• What you should do
Which lines in the material below contain the string "patterned"? Extract each of them.
--- Material supplied ---
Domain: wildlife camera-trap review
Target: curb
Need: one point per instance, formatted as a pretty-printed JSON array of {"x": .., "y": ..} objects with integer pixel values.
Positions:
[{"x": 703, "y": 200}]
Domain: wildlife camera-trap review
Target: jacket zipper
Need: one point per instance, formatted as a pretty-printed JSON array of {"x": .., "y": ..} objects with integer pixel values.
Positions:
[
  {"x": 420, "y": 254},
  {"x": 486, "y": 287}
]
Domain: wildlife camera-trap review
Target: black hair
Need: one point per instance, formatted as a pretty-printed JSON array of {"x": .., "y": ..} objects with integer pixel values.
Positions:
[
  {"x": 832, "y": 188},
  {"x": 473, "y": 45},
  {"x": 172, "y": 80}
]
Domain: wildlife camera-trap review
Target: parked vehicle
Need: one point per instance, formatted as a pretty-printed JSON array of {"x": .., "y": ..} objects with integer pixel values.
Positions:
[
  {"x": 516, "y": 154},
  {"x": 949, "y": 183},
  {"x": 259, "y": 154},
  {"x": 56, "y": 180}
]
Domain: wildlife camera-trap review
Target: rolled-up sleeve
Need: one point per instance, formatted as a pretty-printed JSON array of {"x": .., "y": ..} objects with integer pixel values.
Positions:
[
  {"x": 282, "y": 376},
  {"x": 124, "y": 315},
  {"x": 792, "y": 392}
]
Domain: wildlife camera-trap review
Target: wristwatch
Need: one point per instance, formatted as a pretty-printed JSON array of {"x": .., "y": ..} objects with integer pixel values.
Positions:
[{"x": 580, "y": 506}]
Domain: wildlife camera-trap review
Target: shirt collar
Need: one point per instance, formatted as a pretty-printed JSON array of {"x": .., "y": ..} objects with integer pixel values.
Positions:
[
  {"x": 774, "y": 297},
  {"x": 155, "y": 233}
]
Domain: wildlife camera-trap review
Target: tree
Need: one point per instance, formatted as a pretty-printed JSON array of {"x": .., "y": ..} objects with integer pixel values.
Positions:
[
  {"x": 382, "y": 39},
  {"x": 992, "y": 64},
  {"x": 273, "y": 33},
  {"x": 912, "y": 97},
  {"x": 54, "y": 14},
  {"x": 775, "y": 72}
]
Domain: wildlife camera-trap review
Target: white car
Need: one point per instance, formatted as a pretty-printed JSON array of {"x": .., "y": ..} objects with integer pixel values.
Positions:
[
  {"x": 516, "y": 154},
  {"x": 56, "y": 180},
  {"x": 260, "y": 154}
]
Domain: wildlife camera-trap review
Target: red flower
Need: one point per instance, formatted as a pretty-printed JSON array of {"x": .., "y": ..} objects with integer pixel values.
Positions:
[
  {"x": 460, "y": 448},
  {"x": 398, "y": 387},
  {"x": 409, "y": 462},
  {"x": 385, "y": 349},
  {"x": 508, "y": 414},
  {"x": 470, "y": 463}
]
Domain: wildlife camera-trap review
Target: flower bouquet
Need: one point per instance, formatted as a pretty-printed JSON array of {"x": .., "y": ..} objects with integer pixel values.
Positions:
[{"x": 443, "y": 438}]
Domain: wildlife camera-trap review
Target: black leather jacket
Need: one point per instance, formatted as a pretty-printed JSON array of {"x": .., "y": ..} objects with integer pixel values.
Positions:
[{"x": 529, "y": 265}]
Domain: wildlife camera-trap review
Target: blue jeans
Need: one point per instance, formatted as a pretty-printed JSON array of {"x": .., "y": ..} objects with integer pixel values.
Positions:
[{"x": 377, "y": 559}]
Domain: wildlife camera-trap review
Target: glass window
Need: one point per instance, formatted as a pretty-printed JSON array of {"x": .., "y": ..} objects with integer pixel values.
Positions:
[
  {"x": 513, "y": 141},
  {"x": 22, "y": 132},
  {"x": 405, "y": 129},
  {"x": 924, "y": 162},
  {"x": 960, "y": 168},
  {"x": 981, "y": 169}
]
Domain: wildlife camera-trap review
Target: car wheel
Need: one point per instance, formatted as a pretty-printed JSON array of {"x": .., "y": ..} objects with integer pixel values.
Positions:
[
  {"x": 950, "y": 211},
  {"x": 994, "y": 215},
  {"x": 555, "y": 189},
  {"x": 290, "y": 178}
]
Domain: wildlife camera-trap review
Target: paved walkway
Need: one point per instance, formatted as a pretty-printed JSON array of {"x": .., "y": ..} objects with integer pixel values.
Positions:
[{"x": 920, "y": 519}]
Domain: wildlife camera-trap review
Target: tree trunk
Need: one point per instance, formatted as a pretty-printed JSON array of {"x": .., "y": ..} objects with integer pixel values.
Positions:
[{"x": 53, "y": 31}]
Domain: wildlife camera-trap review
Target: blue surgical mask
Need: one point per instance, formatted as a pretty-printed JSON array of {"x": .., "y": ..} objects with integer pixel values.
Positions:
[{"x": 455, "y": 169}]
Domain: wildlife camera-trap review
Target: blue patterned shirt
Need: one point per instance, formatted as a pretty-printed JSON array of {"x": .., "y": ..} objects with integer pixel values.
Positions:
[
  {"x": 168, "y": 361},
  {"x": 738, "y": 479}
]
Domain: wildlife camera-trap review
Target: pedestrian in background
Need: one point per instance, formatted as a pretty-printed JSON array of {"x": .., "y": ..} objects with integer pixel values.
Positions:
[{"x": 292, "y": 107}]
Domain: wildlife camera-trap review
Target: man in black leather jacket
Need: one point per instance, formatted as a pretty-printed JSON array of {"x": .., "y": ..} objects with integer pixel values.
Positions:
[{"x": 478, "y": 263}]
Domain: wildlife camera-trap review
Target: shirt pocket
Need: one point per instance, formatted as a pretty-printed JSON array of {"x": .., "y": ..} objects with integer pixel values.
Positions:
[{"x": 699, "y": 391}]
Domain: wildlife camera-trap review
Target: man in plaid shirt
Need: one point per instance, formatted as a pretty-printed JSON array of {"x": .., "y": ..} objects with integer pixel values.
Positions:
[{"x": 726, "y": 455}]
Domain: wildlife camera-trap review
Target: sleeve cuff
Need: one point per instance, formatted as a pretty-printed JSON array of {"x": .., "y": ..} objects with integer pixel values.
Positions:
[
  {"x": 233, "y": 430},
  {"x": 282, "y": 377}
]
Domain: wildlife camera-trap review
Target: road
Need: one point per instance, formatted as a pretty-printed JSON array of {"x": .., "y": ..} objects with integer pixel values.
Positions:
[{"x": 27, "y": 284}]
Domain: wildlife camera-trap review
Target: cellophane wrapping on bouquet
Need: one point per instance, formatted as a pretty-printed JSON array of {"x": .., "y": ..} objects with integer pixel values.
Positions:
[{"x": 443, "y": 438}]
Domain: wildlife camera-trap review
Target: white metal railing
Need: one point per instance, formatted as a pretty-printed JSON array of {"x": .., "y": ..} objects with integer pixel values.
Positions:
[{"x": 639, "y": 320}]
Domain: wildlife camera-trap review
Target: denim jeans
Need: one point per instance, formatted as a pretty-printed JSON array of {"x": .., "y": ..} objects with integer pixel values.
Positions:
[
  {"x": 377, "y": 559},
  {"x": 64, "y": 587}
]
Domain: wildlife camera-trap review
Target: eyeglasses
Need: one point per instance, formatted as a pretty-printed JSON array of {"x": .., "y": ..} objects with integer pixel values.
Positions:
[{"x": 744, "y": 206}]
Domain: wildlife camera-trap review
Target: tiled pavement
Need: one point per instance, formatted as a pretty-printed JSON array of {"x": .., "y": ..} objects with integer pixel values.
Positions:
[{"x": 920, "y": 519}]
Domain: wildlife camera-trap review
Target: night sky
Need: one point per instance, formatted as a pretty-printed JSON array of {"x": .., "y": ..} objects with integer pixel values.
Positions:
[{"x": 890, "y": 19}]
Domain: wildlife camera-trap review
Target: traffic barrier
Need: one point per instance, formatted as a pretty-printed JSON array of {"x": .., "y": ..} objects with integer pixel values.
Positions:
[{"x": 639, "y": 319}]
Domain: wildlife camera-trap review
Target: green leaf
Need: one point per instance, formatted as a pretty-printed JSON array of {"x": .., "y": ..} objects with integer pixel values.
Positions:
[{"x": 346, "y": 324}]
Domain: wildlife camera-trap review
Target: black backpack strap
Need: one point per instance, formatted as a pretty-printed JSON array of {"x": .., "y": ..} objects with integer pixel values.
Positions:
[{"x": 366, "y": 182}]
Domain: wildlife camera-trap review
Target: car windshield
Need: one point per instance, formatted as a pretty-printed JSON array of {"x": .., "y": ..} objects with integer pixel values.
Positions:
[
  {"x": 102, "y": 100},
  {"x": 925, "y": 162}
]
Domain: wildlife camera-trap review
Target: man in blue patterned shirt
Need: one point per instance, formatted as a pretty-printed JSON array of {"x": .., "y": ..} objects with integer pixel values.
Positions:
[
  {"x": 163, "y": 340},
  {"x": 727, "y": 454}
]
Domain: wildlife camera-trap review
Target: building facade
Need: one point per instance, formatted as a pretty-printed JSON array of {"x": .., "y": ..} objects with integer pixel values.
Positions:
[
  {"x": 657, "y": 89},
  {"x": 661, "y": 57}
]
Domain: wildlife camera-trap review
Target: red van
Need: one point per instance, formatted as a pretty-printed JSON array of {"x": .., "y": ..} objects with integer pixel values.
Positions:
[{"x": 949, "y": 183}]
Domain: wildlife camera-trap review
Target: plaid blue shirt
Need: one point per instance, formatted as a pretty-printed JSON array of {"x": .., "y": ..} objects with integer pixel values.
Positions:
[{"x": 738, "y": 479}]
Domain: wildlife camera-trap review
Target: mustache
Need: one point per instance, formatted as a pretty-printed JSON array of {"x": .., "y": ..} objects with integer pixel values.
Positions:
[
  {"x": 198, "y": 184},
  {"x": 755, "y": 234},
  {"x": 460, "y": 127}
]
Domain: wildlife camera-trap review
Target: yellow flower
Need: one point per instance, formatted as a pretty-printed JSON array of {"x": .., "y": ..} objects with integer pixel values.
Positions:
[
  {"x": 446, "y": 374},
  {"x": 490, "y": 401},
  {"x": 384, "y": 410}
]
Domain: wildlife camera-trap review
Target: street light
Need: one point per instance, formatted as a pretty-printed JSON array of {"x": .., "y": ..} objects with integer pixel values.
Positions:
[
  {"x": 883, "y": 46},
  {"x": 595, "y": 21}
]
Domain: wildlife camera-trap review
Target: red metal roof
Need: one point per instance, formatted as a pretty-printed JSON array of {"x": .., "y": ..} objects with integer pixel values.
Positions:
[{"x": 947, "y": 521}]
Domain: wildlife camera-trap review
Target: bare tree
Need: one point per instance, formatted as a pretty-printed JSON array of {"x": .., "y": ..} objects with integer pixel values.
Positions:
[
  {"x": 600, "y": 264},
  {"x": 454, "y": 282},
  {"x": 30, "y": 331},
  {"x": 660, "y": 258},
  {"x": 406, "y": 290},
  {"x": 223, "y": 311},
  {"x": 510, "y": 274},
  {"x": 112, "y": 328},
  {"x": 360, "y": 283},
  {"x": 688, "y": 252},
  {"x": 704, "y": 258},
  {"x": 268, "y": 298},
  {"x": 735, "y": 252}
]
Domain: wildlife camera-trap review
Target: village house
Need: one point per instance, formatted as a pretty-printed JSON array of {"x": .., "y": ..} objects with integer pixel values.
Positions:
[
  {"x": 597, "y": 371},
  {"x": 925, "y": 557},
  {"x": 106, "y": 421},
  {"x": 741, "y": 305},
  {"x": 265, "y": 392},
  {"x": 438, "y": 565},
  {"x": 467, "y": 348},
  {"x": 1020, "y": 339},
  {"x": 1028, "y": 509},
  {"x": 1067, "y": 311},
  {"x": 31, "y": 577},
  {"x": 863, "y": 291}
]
---
• Answer to the problem
Target: blue patterned shirt
Target: man in blue patterned shirt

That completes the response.